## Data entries
----------

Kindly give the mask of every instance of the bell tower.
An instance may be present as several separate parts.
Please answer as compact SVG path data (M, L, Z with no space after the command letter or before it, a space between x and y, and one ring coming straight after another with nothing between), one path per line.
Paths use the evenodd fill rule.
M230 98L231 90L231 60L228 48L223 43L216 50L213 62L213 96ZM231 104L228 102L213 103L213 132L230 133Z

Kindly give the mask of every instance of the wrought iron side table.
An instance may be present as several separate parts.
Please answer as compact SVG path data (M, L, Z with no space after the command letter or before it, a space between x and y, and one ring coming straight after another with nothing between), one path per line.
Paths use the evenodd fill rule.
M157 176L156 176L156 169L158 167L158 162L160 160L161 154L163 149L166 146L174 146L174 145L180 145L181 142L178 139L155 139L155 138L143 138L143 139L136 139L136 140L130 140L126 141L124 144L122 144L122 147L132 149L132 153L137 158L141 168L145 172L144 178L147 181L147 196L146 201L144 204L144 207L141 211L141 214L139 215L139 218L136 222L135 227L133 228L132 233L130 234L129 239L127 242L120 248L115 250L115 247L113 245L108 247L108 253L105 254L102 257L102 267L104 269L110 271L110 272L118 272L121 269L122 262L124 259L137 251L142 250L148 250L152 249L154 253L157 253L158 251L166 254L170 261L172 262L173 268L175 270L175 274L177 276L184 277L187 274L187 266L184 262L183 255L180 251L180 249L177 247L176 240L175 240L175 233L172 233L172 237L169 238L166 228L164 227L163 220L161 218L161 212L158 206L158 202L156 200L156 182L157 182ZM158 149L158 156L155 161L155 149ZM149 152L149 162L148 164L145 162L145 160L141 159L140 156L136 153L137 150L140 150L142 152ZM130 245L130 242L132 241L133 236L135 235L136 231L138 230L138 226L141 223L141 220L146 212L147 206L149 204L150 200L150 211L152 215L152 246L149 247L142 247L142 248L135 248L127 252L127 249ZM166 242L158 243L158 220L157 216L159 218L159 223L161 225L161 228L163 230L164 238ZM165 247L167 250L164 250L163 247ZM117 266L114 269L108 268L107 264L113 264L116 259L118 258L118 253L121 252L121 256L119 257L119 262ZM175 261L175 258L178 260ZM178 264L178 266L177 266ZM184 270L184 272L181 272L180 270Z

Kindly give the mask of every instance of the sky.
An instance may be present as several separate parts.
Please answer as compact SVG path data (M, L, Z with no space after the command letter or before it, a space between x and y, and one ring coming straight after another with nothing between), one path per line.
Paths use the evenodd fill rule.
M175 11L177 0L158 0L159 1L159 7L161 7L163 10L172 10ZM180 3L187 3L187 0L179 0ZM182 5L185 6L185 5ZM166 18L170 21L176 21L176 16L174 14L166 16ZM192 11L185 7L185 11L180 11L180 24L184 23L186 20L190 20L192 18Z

----------

## Your instructions
Copy out once more the part of the records that opens with the line containing "Kindly give the mask of every instance of the sky." and runs through the end of the records, keeping every line as it stands.

## Solution
Kindly give the mask of every instance of the sky.
An instance may be present as several separate parts.
Please answer as compact SVG path data (M, L, Z with no space after the command letter or before it, a space between x and y, and one ring coming straight after another with nothing between), one path per line.
Paths use the evenodd fill rule.
M175 11L177 0L158 0L159 1L159 7L161 7L163 10L172 10ZM180 3L187 3L187 0L179 0ZM182 5L185 6L185 5ZM166 18L170 21L176 21L176 16L174 14L166 16ZM192 11L185 7L185 11L180 11L180 24L184 23L186 20L190 20L192 18Z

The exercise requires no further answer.